* Supplied material
━━━━━━━━━━

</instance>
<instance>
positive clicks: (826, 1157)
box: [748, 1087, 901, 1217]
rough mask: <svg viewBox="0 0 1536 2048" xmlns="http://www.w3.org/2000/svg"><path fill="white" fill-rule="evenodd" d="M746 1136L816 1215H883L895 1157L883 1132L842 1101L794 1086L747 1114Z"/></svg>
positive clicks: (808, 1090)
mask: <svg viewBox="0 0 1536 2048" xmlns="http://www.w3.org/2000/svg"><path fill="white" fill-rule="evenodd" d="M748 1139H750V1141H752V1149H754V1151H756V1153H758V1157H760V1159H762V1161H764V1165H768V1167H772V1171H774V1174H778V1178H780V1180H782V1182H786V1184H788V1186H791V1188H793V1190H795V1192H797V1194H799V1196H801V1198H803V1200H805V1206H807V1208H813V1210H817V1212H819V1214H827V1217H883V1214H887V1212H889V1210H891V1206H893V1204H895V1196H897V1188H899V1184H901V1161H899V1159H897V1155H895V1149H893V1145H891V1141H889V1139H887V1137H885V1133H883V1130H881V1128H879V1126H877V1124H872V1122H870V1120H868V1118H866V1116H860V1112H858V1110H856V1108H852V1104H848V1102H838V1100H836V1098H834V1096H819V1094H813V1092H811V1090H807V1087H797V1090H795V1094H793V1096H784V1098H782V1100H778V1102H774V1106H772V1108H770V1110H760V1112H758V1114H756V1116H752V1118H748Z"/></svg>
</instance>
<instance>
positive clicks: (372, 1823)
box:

━━━━━━━━━━

Update the lines from the one with "rough mask: <svg" through the end of the material, changing "positive clicks" to "foreground clicks" and leaving everything else as it is.

* Result of the task
rough mask: <svg viewBox="0 0 1536 2048" xmlns="http://www.w3.org/2000/svg"><path fill="white" fill-rule="evenodd" d="M746 1136L816 1215H883L895 1157L883 1132L842 1101L794 1086L747 1114Z"/></svg>
foreground clicks: (808, 1090)
mask: <svg viewBox="0 0 1536 2048" xmlns="http://www.w3.org/2000/svg"><path fill="white" fill-rule="evenodd" d="M748 1139H750V1141H752V1149H754V1151H756V1153H758V1157H760V1159H762V1161H764V1165H768V1167H772V1171H774V1174H778V1178H780V1180H782V1182H786V1184H788V1186H791V1188H793V1190H795V1192H797V1194H799V1196H801V1198H803V1200H805V1206H807V1208H813V1210H817V1212H819V1214H827V1217H883V1214H887V1212H889V1210H891V1206H893V1204H895V1196H897V1188H899V1184H901V1161H899V1159H897V1155H895V1149H893V1145H891V1141H889V1139H887V1137H885V1133H883V1130H881V1128H879V1126H877V1124H872V1122H870V1120H868V1118H866V1116H860V1112H858V1110H856V1108H852V1104H848V1102H838V1100H836V1098H834V1096H819V1094H813V1092H811V1090H807V1087H797V1090H795V1094H793V1096H784V1098H782V1100H778V1102H774V1106H772V1108H770V1110H760V1112H758V1114H756V1116H752V1118H748Z"/></svg>
</instance>
<instance>
foreground clicks: (372, 1823)
box:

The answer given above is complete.